**** Records supplied ****

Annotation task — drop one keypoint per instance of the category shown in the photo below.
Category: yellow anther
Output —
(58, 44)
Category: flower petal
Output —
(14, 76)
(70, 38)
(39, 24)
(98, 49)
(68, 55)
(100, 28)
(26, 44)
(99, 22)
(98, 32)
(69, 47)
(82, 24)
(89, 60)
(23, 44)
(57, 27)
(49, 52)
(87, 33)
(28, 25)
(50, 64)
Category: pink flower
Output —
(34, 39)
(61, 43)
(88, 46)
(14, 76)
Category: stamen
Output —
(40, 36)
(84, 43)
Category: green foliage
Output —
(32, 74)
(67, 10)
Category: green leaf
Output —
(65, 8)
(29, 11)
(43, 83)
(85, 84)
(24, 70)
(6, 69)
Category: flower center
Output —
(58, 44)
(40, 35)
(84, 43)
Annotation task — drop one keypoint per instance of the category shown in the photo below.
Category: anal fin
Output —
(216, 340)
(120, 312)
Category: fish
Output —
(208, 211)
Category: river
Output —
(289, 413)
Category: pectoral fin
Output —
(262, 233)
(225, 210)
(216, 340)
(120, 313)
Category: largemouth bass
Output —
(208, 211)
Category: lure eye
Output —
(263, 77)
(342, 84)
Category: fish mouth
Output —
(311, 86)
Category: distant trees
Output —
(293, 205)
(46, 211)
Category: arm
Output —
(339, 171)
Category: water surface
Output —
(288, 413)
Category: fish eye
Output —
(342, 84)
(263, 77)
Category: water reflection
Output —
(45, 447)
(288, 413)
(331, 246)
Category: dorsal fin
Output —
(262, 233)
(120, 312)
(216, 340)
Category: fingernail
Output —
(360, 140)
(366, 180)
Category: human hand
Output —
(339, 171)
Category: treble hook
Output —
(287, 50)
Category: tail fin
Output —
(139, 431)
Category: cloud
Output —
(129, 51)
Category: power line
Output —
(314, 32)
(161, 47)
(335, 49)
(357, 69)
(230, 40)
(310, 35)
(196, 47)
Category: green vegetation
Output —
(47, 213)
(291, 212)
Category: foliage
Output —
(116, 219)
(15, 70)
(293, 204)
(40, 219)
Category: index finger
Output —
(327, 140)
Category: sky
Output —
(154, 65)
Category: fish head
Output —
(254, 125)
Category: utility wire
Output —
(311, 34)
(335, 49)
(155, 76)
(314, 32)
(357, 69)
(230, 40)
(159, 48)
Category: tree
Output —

****

What you will do: Please show the lines of the material that contain the string "water".

Result below:
Category: water surface
Category: water reflection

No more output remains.